§ **Goal of the exercise**: Copy the lines below exactly, starting at the line that contains "Tag red electric" and stopping after the last line, and include no other lines.

------------------------------

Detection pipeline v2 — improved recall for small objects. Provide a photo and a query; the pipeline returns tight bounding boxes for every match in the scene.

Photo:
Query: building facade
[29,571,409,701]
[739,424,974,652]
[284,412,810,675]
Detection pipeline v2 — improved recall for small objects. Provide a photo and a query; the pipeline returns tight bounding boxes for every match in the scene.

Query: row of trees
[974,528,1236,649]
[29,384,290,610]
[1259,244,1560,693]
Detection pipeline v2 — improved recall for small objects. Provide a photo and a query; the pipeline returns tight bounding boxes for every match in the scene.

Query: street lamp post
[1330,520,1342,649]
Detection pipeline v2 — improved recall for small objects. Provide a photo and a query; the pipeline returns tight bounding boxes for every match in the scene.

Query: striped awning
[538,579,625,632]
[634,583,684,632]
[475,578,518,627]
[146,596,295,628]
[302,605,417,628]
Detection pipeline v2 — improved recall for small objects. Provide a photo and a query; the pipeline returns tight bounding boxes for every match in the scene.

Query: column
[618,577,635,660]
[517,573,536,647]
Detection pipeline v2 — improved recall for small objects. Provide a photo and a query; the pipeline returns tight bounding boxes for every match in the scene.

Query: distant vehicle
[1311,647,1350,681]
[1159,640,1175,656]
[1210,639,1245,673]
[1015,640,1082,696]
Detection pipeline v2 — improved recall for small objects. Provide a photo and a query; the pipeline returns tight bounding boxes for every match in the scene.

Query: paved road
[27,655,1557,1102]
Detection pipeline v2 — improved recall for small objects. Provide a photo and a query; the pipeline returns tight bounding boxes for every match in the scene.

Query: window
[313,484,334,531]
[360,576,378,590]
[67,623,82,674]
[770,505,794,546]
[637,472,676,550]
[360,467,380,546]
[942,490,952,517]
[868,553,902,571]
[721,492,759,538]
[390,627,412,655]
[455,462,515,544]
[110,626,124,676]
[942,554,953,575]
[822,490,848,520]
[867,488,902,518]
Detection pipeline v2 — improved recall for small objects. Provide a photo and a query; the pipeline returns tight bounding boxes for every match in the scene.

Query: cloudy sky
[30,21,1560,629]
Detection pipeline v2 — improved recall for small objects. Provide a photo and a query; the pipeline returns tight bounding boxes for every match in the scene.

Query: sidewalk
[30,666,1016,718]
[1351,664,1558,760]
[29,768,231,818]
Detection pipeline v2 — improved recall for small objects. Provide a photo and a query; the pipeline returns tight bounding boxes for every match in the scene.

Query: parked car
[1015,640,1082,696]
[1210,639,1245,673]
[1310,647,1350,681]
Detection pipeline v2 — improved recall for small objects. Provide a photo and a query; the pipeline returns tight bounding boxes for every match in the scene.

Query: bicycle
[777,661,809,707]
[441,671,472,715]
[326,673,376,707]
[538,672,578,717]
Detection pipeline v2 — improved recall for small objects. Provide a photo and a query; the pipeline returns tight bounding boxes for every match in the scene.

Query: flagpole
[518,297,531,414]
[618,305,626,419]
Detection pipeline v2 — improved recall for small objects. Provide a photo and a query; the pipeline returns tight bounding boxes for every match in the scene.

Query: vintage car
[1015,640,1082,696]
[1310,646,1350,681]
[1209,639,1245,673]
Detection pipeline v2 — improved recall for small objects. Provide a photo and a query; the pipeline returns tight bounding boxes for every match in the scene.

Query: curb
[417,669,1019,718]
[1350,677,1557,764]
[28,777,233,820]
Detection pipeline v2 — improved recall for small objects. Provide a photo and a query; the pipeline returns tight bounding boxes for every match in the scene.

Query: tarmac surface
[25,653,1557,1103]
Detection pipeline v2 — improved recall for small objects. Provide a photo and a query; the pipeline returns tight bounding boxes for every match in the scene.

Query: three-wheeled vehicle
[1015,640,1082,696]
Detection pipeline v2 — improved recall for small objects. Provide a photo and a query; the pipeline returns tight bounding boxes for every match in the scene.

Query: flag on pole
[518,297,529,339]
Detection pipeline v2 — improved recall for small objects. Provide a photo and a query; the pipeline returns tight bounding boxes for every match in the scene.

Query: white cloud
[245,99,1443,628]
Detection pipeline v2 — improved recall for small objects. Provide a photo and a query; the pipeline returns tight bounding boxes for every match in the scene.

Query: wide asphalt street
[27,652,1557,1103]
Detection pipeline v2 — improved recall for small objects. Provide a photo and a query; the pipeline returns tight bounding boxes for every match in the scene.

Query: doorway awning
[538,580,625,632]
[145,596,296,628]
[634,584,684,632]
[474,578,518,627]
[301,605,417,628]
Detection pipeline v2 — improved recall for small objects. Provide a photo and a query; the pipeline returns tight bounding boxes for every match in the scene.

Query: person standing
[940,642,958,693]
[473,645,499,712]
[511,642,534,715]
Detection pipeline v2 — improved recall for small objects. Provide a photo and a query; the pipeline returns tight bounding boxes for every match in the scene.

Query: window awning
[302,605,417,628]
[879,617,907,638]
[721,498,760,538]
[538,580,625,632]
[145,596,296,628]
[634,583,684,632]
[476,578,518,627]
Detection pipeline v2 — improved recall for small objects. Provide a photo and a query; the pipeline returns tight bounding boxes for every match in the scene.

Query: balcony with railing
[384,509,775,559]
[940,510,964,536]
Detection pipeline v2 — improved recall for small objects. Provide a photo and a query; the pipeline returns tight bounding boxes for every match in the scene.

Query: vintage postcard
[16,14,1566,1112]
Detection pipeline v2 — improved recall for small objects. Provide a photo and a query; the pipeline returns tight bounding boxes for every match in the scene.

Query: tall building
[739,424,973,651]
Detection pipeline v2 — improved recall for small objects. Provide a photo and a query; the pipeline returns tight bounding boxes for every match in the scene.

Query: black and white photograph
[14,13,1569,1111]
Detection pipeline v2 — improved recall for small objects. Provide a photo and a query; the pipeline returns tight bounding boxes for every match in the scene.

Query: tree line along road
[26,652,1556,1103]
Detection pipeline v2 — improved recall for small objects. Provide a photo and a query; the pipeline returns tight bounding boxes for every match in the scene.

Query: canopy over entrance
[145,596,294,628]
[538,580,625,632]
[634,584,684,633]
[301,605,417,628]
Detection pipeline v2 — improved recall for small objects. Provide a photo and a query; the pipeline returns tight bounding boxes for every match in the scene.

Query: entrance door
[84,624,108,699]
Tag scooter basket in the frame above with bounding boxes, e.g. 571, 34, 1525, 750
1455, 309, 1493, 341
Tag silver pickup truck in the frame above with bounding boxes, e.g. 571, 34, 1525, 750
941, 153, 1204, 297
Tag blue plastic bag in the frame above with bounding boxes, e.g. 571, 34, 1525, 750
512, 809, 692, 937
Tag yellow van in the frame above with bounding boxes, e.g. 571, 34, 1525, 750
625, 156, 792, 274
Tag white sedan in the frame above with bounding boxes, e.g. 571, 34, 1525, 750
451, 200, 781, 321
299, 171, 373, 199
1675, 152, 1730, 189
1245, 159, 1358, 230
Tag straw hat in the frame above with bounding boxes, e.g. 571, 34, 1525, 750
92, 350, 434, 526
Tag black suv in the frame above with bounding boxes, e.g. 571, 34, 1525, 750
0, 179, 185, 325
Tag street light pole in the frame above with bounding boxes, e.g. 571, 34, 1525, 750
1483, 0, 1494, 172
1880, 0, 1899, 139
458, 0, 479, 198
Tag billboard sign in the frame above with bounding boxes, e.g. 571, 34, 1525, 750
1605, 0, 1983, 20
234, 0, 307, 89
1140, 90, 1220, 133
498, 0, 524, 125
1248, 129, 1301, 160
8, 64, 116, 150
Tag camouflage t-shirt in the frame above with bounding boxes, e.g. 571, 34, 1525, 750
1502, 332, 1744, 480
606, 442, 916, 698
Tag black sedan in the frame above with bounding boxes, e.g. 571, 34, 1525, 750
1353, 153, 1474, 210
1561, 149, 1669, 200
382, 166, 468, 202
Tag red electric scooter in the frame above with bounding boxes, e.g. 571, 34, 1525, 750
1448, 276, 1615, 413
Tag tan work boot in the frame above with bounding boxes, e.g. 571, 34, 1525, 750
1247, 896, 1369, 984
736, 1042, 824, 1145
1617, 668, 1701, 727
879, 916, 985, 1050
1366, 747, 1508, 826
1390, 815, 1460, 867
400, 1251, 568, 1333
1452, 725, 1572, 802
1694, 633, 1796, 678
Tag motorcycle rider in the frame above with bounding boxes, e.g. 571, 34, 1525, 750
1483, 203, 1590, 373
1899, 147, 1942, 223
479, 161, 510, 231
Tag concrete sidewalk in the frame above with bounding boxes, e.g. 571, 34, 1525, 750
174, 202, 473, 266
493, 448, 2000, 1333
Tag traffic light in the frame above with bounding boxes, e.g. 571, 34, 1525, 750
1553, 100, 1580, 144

------------------------------

§ **Task answer**:
Tag red electric scooter in the frame above with bounding boxes, e.g. 571, 34, 1525, 750
1448, 276, 1615, 413
Tag tan work boot in the frame above with bounding boxes, e.g. 571, 34, 1525, 750
1247, 896, 1369, 984
736, 1042, 824, 1145
1617, 668, 1701, 727
879, 916, 985, 1050
1366, 747, 1508, 826
1390, 815, 1460, 867
400, 1251, 568, 1333
1452, 725, 1572, 802
1694, 633, 1796, 678
Tag motorcycle rider in the frame above with bounding boxes, e.g. 571, 34, 1525, 750
1483, 203, 1590, 373
1899, 147, 1942, 223
479, 161, 510, 231
Tag concrete sidewalk in the frame above with bounding boxes, e.g. 571, 34, 1525, 750
174, 202, 473, 266
493, 448, 2000, 1333
Tag traffic light in the frame above with bounding boxes, e.g. 571, 34, 1525, 750
1553, 100, 1580, 144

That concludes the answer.